**Activity:** Retrieve every line from the records in which the word "queried" occurs.

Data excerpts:
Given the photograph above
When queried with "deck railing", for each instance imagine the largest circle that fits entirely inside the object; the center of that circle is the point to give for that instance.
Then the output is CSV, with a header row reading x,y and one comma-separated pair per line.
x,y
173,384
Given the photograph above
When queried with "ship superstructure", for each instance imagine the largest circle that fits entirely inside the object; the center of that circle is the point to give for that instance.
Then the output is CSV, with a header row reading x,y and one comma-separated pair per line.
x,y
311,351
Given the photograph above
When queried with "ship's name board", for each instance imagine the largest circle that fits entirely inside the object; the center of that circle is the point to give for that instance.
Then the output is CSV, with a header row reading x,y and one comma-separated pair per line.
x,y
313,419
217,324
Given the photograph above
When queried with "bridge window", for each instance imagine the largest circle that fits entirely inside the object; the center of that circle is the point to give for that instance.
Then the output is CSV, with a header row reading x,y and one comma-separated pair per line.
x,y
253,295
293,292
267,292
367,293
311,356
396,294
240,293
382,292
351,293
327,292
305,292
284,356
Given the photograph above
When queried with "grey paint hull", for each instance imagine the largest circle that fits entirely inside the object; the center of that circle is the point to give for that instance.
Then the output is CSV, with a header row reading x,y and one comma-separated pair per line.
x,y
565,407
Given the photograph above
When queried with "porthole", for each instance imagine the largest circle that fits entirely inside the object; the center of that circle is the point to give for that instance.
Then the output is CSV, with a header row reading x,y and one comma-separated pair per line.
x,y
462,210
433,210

**Answer space:**
When queried with "deck railing", for each instance imagine the largest circle that fits entirely inside the object; the center of that circle is the point to give for that instance.
When queried with "ship superstructure", for each instance imagine the largest circle that fits entirely inside the object; the center of that circle is the point to give for that instance.
When queried with "ship's name board", for each instance imagine the largest circle that fits entirely inside the object; the center of that circle is the point to give for that instance.
When queried with "bridge window", for each instance imagine the largest circle that fits entirely inside the object; the center of that circle is the point to give for that instance.
When queried with "grey paint hull", for each instance imagine the largest circle that fits entirely inside the object; the center of that circle is the point to give for that instance.
When queried with "porthole", for each instance imagine the largest circle that fits entirely inside the object; the center of that circle is the point to give for that instance.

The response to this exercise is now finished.